'''

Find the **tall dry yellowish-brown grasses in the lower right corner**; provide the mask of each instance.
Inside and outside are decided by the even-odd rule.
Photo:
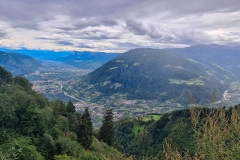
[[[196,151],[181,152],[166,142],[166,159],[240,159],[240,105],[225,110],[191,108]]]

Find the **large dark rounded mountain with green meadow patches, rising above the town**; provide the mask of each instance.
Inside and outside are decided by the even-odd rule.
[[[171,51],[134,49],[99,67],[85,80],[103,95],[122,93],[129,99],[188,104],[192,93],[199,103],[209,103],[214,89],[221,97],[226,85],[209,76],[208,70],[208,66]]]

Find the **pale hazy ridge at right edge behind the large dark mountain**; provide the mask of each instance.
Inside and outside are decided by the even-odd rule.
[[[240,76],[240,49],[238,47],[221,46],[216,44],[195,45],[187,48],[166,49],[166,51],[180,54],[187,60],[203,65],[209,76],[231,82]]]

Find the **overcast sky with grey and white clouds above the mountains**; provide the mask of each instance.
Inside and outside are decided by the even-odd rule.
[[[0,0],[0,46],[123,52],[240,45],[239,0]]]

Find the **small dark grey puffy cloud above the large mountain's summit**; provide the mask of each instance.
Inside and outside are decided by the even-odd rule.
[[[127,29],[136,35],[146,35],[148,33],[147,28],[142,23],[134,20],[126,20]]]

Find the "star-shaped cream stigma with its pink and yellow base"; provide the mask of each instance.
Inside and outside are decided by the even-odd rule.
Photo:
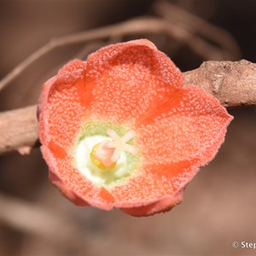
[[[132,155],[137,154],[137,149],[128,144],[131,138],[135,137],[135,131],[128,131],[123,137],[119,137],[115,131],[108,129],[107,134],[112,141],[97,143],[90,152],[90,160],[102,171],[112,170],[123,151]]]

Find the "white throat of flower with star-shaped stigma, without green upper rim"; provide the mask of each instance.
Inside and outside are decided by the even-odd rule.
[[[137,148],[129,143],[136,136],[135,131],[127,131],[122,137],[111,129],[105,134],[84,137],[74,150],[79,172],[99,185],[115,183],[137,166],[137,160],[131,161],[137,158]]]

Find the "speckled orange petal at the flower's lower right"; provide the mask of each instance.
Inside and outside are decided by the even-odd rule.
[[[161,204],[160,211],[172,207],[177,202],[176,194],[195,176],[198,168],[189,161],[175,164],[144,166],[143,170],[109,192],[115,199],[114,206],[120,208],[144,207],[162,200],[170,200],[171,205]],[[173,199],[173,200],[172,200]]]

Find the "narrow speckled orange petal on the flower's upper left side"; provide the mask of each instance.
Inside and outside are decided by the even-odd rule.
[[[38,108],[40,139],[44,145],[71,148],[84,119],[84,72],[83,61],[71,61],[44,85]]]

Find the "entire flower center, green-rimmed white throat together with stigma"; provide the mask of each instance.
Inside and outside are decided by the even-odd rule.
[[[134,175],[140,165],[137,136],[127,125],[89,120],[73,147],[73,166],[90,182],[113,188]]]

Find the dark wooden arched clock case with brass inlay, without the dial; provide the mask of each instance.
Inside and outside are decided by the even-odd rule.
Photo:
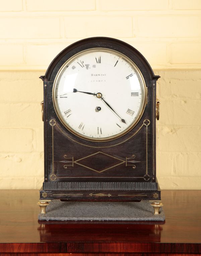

'''

- **YOUR INSTRUCTIONS**:
Print out the entries above word for word from the first line to the line containing "Find the **large", both included, omitting the pictures.

- **TASK OUTPUT**:
Find the **tall dry yellowish-brown grasses in the lower right corner**; provide the mask of each instance.
Inside and outside are decided by the even-odd rule.
Photo:
[[[196,151],[181,152],[166,142],[166,159],[240,159],[240,105],[225,110],[191,108]]]

Find the **large dark rounded mountain with green meadow patches, rising above the town**; provide the mask of each instance.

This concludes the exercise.